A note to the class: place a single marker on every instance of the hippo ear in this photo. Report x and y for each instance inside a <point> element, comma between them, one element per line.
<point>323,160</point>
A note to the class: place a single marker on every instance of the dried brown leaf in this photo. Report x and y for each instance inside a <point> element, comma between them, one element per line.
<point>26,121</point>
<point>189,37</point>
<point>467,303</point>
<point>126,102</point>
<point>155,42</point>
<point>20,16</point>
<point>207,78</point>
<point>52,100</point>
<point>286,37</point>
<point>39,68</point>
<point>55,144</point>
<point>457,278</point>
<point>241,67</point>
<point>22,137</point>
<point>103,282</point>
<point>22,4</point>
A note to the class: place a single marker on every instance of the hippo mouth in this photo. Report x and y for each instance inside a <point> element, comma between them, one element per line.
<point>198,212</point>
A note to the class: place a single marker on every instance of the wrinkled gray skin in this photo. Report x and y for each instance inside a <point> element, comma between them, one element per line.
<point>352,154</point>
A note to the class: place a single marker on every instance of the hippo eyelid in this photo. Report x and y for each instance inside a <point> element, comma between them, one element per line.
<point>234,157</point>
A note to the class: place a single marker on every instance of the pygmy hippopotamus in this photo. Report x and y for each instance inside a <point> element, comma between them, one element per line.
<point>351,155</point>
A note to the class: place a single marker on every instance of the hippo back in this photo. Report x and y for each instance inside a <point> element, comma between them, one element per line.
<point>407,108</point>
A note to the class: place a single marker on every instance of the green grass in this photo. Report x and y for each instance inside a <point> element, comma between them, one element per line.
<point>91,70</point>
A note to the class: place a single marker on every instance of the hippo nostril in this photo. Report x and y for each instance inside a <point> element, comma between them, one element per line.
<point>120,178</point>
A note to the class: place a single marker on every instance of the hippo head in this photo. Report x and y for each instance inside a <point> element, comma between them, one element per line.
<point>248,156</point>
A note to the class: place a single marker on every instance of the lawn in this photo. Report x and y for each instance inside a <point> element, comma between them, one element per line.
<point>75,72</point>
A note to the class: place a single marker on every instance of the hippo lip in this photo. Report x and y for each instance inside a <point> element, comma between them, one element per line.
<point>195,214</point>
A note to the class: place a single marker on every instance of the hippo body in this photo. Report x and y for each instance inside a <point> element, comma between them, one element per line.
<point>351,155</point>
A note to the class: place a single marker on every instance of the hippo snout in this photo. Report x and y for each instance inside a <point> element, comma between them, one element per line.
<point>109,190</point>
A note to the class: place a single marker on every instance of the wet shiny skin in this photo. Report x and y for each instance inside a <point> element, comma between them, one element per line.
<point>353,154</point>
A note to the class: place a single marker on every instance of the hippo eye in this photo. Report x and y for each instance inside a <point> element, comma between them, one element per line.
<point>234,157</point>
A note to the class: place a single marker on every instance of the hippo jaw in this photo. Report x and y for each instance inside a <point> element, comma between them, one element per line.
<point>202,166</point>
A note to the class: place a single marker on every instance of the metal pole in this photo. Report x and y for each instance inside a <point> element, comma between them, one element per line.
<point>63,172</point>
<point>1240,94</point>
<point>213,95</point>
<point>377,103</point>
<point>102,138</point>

TASK GOAL
Write the lines out exactly, from the one with "the wet shiny" down to the last line of the listing, and leave out all others.

RESULT OF THE TASK
A note to the class: place a single marker on every instance of the wet shiny skin in this photo. Report x and y for each instance inside a <point> element, comma between them, one element per line.
<point>353,154</point>
A note to the class: place a single marker on every instance of the hippo eye in this photo. Report x and y for each instance inside a <point> element, comma between them, one element per line.
<point>234,157</point>
A note to the class: place a single marker on every instance of the hippo jaw in this photo. Report x and y for each instance inside a <point> element, comma between them, one element per line.
<point>202,166</point>
A note to the class: place a single marker on every instance of the metal pole in this photo. Report x and y for each instance inside a <point> element, comma between them, one element per line.
<point>63,172</point>
<point>1240,94</point>
<point>213,95</point>
<point>377,103</point>
<point>102,138</point>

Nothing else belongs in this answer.